## Text block
========================================================================
Yet when Harriet unmasks herself to claim her rightful praise, not everyone believes her - submerging the art world in a scandal that soon turns deadly.
'A novel that gloriously lives up to its title, one blazing with energy and thought'
The Times
'I have told nearly everyone I love - and some random acquaintances - to stop whatever they are doing and read The Blazing World'
Financial Times
PUBLISHERS WEEKLY
Art isn't easy, and according to Hustvedt (What I Loved), the art market can be especially rough on women who are over 40, overweight, and overtly intellectual, which is why the novel's protagonist, Harriet "Harry" Burden, a frustrated artist and art dealer's widow, exhibits her artwork using male stand-ins in a performance art experiment that goes terribly awry. Suffering from deep depression after her husband's death, followed by extreme elation, Harry relocates to Brooklyn, where she produces modern masterpieces dotted with clues to her identity, then shows them under a male collaborator's name. Her first mask, a minor artist, chafes at the role, but the second, biracial gay Phineas Q. Eldridge, proves more amenable, while the third the meanest and most dangerous enjoys the limelight so much he denies Harry's claims to authorship. Larger-than-life Harry reads vociferously, loves fervently, and overflows with intellectual and creative energy. Structurally, her Pygmalion-turned-Frankenstein tale is recounted through a variety of narrators, including an art critic; a New Age art groupie; Harry's children, friends, and detractors; and Harry herself. Hustvedt dissects the art world with ironic insight. Footnotes and academic references, a large cast of characters, a wide range of narrative voices, intellectual digressions, and occasional one-liners enrich this novel of the New York art scene. This is a funny, sad, thought-provoking, and touching portrait of a woman who is blazing with postfeminist fury and propelled by artistic audacity.
========================================================================
## Stored records
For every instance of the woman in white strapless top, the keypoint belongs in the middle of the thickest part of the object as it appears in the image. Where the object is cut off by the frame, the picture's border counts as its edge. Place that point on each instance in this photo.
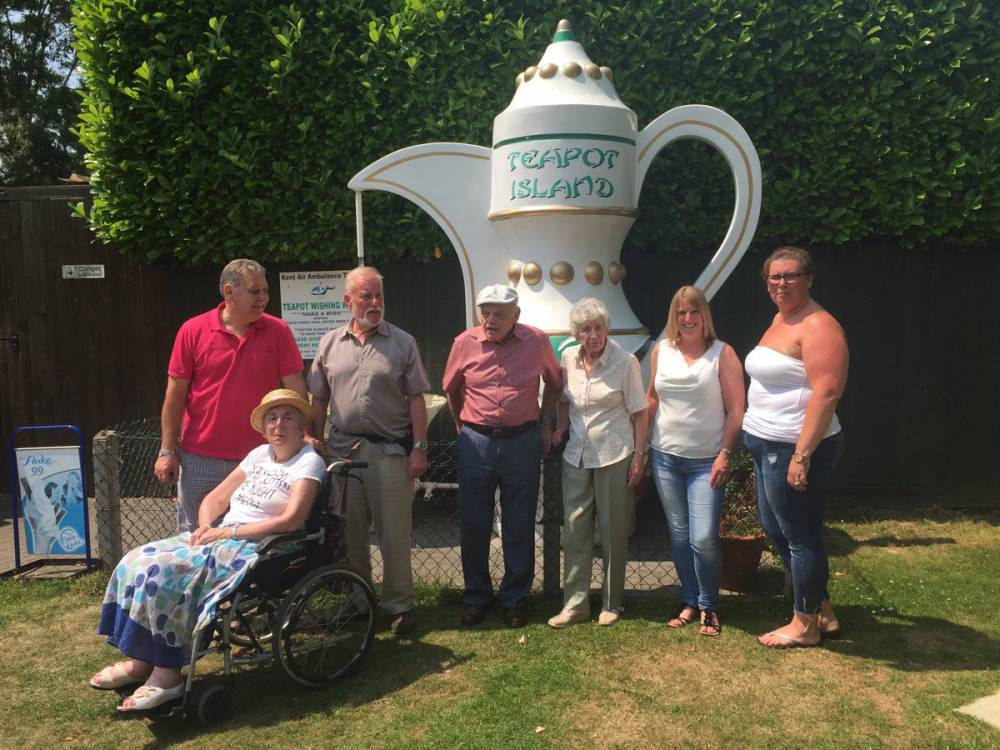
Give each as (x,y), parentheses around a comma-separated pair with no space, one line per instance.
(696,406)
(797,374)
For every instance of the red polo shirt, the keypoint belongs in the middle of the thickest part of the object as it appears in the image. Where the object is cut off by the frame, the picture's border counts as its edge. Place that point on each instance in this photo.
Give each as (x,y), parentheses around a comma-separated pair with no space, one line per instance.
(500,381)
(228,376)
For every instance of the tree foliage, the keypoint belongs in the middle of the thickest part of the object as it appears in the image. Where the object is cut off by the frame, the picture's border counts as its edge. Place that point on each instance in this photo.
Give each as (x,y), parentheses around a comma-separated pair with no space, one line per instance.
(226,128)
(37,102)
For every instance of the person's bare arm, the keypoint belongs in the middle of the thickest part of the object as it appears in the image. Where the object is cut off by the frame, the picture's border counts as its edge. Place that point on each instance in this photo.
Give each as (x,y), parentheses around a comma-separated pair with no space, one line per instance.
(640,429)
(216,502)
(300,501)
(418,418)
(734,401)
(167,468)
(826,359)
(652,397)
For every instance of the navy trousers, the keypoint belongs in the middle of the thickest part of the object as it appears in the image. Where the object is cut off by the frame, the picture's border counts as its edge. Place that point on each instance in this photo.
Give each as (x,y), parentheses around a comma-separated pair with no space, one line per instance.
(513,464)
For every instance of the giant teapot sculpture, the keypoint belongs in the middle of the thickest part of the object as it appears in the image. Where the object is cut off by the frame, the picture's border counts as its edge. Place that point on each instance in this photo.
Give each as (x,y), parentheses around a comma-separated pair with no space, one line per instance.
(547,208)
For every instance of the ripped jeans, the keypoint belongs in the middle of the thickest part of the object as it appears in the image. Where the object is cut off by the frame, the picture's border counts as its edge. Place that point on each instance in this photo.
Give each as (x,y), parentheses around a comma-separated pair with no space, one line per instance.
(793,520)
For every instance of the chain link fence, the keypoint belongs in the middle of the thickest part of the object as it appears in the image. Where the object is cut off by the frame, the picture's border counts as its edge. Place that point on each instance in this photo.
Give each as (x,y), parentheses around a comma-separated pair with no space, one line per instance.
(133,508)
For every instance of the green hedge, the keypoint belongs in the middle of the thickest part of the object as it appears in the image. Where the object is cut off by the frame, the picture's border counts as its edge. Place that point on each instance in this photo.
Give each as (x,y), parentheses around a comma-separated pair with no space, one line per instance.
(231,128)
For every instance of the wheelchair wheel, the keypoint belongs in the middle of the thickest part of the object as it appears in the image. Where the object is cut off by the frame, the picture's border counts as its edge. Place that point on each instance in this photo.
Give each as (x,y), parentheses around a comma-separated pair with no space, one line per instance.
(325,626)
(213,704)
(251,615)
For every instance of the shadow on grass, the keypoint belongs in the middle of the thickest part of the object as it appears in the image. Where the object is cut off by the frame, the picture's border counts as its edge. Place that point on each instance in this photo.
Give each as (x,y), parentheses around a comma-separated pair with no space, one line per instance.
(914,643)
(841,543)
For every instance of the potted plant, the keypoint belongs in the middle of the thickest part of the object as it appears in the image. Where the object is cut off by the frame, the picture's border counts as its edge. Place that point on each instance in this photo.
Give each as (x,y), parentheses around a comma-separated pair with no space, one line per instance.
(739,527)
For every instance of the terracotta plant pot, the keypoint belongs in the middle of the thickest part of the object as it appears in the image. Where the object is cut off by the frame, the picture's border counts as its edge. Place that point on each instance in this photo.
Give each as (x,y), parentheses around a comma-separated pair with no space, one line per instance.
(740,560)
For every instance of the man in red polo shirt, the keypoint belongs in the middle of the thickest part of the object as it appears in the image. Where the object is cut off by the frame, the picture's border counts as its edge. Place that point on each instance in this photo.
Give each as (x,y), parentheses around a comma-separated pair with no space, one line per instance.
(222,364)
(492,380)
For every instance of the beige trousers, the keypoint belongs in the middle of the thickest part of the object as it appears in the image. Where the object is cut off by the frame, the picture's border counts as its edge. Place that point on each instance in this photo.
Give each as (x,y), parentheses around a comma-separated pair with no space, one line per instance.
(385,498)
(584,491)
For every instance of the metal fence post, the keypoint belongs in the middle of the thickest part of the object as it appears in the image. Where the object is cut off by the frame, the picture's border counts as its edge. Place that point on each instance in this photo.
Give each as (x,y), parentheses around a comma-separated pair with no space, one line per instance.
(107,496)
(551,521)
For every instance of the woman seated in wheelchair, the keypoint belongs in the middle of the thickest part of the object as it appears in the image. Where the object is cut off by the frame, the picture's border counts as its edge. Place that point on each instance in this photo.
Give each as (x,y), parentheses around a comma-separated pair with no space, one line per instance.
(160,592)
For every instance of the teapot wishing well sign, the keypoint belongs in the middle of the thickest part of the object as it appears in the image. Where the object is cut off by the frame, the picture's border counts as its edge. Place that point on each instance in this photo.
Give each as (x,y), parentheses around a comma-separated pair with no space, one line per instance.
(564,172)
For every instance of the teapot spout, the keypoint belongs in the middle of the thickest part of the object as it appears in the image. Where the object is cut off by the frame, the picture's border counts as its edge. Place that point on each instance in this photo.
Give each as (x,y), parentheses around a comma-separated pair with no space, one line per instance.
(451,182)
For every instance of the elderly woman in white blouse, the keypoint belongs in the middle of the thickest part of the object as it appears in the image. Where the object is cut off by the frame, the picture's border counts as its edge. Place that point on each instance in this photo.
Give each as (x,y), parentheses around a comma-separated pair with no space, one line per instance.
(603,407)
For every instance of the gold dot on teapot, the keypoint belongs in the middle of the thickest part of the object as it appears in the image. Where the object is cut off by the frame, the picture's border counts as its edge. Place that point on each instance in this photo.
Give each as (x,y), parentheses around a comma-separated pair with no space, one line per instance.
(593,272)
(571,69)
(561,273)
(532,273)
(514,271)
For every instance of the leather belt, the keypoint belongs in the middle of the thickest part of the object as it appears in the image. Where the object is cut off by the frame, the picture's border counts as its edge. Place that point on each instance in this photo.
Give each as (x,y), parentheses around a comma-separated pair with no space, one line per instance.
(500,430)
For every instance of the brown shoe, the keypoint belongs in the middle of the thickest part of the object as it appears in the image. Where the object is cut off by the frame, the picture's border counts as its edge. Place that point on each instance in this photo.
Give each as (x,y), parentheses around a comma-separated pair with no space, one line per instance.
(514,617)
(403,623)
(472,614)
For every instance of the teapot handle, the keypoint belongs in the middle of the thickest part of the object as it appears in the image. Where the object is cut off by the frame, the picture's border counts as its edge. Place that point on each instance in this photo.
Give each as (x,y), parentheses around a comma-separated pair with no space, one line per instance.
(712,126)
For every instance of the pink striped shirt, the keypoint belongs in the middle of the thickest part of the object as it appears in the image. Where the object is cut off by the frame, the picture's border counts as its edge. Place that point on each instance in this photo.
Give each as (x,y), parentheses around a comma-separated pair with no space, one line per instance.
========================================================================
## Things to do
A – In the text about the novel The Blazing World, where does Harry relocate after her husband's death?
B – Offset every coordinate value by -63 in the stretch of the records from the line containing "For every instance of the brown" through the end of the records. Reproduce only those lines, in full.

## Responses per task
A – Brooklyn

B –
For every instance of the brown shoe, the keypoint belongs in the middle of the thickest part of the object as it appears in the image. Where the object is cut off by the frame, the picture's border counts as its edge. Place that point on each instance in this photo.
Give each as (x,y), parentheses around a comma-separated pair with no space, one line per instance.
(451,554)
(340,560)
(409,551)
For every instance of the teapot handle, the keypoint belongs in the middle of the thickest part of the object as it appears in the image. Where the object is cut off by the frame, the picture's border counts as its edge. Place that point on each instance in this photo.
Give each as (x,y), parentheses around a comma-separated pair with no space, one line per instance.
(649,63)
For every instance of the pink striped shirt, the keypoint belongs in the middle of the thickest part of the object as it appears in the image. Where the object is cut off by the frame, the picture's border counts as its edge. Place that point on each instance in this photo.
Give each as (x,y), parentheses around a comma-separated pair with no space, one line per instance.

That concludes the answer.